### [TEXT SECTION]

BENNINGTON — The COVID-19 vaccination rate at the Vermont Veterans’ Home among patient-facing employees stands at 40 percent, but state health officials are working at convincing workers that it’s in their best interest to roll up their sleeves.
State Health Commissioner Dr. Mark Levine recently held an informational online session for workers at the Veterans’ Home to address workers’ concerns. It paid off, Levine said during Friday’s COVID-19 briefing: he was told between 10 and 12 workers signed up for vaccinations after the presentation.
However, Levine said the overall rate is below 50 percent of patient-facing workers. “So we want to do better.”
Staff cases of COVID-19 at the facility are still mounting. The Veterans’ Home said PCR testing on April 1 identified one new staff member with COVID-19, bringing the number of staff with positive tests in the current outbreak to 11.
The Veterans’ Home is not alone: The state is approaching its highest-ever 14-day average of new cases, according to statistics released Friday. The seven-day average is at its highest ever.
Levine blamed the increase on a number of more-transmissible variants of the virus that are being found in Vermont, and among young people who are more socially active but not yet eligible to be vaccinated. He urged them to avoid gatherings where virus transmission is more likely.
“The bottom line is Vermont is no longer the one green state in a map of red COVID cases across the U.S.,” Levine said. “We are just like all the other states in our region, a region that is currently doing even worse than some other parts of the country with more disease circulating right now.”
Vermont Veterans’ Home CEO Melissa Jackson said the reasons more workers are not vaccinated vary. Some are concerned the vaccine is new; others are child-bearing age and are concerned about how it might affect pregnancy and the health of future children; and others are simply opposed.
Fifty-two percent of healthcare workers surveyed in a Washington Post-Kaiser Family Foundation poll said they had received at least one dose at the time they were surveyed. More than 1 in 3 were not confident vaccines have been adequately tested.
To overcome those concerns, Levine said he spoke to workers about their specific concerns, rather than delivering a lecture.
“The real goal of this is to get at each person’s concerns,” Levine said, assuring “a safe environment to talk with us about this in so that we’re not there to coerce them or twist their arm, or just lecture them about how wonderful the vaccine is.”

### [INFORMATION SUPPLIED]
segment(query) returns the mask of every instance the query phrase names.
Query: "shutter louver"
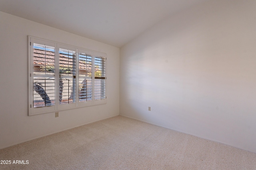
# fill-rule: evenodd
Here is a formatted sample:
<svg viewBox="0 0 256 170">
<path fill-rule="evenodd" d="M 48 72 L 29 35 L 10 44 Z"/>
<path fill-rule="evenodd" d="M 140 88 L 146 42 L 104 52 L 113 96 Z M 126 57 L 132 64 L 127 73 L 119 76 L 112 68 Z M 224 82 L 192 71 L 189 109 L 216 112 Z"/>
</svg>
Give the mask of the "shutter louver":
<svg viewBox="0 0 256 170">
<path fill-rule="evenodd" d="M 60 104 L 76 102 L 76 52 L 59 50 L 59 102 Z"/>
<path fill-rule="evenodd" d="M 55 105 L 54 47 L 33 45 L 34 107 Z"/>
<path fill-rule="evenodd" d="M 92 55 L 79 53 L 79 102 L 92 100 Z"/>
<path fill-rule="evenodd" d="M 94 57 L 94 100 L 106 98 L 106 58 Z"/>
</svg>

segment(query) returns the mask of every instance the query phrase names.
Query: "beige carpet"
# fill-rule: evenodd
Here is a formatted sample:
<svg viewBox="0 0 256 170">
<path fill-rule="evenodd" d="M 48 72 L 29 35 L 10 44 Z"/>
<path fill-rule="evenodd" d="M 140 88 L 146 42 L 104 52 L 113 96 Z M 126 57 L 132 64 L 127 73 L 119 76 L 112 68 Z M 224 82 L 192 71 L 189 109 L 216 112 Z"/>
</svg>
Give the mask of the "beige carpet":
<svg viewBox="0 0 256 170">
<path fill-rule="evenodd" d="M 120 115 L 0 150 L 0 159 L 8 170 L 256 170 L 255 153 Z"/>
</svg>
==
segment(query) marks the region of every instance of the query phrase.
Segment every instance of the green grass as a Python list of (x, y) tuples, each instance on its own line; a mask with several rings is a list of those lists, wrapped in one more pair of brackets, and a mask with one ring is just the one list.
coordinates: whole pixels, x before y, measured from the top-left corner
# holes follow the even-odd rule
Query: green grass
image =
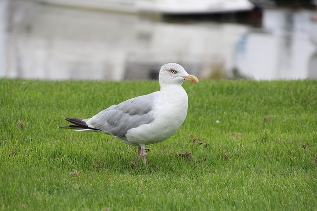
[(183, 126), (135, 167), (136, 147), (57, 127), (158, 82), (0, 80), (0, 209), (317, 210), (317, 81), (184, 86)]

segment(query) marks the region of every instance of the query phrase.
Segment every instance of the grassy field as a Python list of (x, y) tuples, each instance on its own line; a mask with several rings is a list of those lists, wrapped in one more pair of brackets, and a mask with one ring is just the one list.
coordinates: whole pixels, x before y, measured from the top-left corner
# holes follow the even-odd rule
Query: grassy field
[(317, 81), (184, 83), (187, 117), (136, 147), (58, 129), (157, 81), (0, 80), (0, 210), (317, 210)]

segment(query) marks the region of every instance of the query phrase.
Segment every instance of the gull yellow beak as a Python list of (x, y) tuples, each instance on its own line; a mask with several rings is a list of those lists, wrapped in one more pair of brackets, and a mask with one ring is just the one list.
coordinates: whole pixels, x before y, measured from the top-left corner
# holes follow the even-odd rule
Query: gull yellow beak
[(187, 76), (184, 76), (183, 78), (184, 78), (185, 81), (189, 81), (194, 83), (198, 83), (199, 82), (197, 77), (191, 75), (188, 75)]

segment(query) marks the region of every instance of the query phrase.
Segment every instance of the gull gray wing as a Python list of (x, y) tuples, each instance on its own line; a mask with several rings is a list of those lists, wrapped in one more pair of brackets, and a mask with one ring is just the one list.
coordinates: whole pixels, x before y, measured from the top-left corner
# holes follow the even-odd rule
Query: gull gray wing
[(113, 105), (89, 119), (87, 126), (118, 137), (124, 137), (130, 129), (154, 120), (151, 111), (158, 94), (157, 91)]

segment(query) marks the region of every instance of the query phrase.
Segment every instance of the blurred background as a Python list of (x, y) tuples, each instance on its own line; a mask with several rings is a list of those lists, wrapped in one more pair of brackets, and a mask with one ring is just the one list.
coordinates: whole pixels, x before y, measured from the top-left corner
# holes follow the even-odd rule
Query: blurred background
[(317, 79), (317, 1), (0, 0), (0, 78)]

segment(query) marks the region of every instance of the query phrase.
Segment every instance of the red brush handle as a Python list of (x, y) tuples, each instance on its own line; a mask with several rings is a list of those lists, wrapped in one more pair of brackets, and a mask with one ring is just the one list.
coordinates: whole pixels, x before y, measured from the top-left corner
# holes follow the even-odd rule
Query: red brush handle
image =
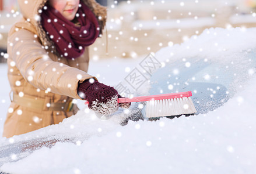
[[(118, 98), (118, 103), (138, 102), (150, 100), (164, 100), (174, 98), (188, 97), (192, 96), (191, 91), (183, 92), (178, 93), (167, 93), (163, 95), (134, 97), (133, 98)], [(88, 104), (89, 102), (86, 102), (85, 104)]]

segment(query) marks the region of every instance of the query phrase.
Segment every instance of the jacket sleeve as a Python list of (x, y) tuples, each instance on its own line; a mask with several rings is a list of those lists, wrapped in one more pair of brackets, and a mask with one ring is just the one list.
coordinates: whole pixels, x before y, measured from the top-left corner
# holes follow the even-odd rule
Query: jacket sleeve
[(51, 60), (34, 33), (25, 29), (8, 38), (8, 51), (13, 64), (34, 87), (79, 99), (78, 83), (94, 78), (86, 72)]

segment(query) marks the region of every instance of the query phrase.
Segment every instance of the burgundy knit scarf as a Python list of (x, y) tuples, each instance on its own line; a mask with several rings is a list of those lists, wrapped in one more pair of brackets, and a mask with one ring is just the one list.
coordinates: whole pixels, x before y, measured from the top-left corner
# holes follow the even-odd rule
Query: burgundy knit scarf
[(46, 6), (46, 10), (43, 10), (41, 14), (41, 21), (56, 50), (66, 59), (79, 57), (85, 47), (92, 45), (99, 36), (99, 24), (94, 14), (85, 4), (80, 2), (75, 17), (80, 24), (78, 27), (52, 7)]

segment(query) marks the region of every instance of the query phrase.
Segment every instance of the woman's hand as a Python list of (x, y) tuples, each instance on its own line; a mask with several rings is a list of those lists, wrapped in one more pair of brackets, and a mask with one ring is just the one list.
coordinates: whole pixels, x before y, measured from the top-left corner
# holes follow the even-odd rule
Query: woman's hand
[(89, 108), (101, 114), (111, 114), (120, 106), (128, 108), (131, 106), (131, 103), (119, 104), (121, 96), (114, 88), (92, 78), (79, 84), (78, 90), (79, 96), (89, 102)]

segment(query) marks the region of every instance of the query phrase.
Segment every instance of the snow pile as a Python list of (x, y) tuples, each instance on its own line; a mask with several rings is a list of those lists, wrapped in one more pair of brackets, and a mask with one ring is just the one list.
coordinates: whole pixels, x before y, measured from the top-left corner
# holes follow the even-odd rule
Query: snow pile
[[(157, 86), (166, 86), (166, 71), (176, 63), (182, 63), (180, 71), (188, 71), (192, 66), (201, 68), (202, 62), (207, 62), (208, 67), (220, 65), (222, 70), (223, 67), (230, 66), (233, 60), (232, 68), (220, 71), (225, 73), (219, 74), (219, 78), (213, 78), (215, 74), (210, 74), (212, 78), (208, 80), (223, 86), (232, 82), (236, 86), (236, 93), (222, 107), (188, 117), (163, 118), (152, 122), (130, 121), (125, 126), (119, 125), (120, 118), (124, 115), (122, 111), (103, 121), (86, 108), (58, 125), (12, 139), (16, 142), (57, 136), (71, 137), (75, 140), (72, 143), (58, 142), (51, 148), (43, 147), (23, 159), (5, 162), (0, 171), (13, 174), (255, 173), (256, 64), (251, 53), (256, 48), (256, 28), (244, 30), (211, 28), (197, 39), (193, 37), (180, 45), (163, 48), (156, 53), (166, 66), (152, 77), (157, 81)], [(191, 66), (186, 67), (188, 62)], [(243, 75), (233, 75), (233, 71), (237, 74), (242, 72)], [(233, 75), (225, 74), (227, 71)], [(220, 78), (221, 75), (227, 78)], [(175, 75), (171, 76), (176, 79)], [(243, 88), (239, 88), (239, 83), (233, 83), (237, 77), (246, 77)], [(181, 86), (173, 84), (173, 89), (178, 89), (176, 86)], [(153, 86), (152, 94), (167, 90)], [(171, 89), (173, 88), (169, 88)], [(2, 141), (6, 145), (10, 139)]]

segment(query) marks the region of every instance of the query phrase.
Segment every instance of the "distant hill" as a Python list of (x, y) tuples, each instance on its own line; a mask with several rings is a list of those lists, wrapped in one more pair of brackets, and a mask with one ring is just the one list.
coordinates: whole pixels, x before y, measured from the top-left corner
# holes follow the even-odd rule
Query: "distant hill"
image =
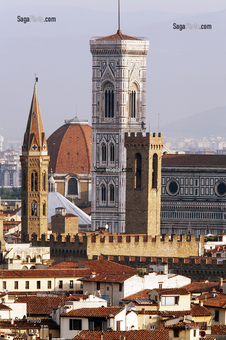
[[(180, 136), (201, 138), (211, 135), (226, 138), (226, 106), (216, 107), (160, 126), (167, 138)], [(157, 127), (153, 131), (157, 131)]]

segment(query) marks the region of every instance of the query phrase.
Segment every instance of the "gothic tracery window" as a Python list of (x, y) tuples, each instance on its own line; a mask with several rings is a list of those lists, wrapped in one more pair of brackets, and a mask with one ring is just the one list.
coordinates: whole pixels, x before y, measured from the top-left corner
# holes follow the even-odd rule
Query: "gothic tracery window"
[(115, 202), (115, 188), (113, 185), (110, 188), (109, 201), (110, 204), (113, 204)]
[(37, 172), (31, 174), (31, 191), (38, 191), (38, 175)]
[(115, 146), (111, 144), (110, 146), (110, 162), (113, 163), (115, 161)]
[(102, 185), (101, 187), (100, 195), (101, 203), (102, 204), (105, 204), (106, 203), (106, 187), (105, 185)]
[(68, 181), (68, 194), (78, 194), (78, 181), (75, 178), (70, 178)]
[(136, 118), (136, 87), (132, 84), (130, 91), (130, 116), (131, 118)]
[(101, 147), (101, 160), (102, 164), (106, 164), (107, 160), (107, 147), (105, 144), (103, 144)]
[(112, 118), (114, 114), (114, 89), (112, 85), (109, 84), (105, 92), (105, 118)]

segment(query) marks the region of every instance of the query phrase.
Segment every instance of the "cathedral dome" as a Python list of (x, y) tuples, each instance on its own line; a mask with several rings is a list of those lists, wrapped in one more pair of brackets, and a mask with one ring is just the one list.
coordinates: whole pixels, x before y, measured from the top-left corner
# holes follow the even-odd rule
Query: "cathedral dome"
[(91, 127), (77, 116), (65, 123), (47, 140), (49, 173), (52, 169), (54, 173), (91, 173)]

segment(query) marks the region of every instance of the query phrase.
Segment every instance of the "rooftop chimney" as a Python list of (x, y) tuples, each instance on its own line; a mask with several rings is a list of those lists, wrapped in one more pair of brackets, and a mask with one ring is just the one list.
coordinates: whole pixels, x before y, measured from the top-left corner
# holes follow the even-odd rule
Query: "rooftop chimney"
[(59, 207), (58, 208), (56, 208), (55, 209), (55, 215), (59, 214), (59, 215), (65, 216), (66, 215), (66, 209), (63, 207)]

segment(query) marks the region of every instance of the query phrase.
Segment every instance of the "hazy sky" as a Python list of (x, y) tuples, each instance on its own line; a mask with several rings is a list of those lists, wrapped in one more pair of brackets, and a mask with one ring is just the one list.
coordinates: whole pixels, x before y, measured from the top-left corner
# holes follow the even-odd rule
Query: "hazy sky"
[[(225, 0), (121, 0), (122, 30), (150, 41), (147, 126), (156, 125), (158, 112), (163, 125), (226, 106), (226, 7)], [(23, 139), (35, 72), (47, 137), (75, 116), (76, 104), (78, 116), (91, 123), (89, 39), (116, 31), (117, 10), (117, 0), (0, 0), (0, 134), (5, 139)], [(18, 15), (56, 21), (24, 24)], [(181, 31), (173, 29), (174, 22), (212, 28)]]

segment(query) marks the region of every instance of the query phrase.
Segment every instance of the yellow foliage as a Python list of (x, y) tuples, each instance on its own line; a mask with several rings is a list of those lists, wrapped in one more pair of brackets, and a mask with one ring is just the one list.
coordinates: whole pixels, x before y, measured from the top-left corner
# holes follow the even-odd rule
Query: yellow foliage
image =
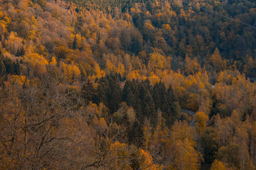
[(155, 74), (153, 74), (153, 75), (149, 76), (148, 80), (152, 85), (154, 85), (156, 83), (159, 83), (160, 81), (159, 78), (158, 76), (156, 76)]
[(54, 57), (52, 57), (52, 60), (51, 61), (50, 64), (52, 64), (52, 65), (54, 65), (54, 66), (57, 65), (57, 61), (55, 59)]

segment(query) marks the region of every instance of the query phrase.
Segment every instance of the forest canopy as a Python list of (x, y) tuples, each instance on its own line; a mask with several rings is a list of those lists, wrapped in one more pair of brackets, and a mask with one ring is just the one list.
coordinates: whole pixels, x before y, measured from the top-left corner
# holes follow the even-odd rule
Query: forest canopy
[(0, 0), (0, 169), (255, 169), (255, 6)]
---
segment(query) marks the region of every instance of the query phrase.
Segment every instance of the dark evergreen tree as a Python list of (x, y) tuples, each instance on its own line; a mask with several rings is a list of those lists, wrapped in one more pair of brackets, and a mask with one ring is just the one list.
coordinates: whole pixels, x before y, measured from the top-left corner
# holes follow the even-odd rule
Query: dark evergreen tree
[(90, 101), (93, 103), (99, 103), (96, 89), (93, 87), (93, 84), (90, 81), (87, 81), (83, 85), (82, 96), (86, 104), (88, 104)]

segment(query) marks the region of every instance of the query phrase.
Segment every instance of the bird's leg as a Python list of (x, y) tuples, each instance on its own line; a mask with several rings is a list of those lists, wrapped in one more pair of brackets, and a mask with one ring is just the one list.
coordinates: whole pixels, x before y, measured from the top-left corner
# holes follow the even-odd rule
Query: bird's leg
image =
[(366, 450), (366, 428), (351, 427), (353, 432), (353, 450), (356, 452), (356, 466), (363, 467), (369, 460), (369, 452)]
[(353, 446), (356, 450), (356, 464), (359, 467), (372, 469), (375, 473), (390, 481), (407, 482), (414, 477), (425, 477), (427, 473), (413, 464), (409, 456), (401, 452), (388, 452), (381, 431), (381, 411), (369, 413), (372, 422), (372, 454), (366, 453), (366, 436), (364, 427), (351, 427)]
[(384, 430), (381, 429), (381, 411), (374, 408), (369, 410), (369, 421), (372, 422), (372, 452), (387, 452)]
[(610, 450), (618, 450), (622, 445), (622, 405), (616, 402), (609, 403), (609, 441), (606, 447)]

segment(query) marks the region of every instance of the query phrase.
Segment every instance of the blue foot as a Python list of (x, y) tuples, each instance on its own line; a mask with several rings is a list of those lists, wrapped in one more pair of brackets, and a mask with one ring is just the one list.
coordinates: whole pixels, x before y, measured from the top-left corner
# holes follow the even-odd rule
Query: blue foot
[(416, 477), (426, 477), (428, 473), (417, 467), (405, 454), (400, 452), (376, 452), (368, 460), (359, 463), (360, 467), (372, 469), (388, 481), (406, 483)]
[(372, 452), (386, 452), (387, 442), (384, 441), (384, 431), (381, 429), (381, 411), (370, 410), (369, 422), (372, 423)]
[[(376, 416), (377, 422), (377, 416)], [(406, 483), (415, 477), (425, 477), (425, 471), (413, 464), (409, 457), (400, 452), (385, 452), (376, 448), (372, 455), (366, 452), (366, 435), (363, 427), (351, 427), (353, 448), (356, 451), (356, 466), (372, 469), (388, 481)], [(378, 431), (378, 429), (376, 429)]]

### [EXERCISE A]
Rewrite the Veterans' Home article starting at "State Health Commissioner" and ending at "outbreak to 11.", swapping "workers" for "employees".
### [EXERCISE B]
Extend the Veterans' Home article past its final paragraph with a few more paragraphs.
The records are separate material with no connection to the Veterans' Home article.

### [WRITTEN REPLY A]
State Health Commissioner Dr. Mark Levine recently held an informational online session for employees at the Veterans’ Home to address employees’ concerns. It paid off, Levine said during Friday’s COVID-19 briefing: he was told between 10 and 12 employees signed up for vaccinations after the presentation.
However, Levine said the overall rate is below 50 percent of patient-facing employees. “So we want to do better.”
Staff cases of COVID-19 at the facility are still mounting. The Veterans’ Home said PCR testing on April 1 identified one new staff member with COVID-19, bringing the number of staff with positive tests in the current outbreak to 11.

### [WRITTEN REPLY B]
“But we really want to get an idea of where we can help them make inroads, if they’ve been hesitant, why, and through education and responding to their specific needs can we move them forward?” Levine said.
Jackson said the session was “really great” and was recorded for workers to watch later. Another session with Levine has been scheduled.
About 60 percent of the home’s total workforce of about 200 are vaccinated, Jackson said. A little over 100 of those workers are patient-facing workers, such as licensed practical nurses and registered nurses.
Under the home’s protocols, all indoor visits are suspended immediately, while window visits may continue.
“It’s been a long road for everybody involved,” Jackson said.
The most recent death of a home resident from complications of the disease occurred on Feb. 14, after the person was reported hospitalized in early February. Another resident was hospitalized in early January and was reported on Jan. 20 to have died.
State officials say the good news is that ever greater numbers of Vermonters are being vaccinated, helping to limit deaths from COVID-19 and hospitalization among older Vermonters. Vaccinations will open to all Vermonters age 16 and over on April 19.
Gov. Phil Scott, a long-time race car driver, said the state was in the equivalent of the last 10 laps of a long race. He said it wasn’t the time to take off your helmet or five-point seatbelt harness.
“As tired as you are of going through this and all the restrictions and everything that comes along with it, now is not the time to let up,” Scott said. “Now is the time to really buckle in and make sure you pay attention, hit your marks and lead the race.”
Many people have been emphasizing the benign nature of most coronavirus infections when people don’t get that sick, and that might be lulling some into complacency, Levine said.
“We shouldn’t assume that it’s a benign condition for everyone,” he said.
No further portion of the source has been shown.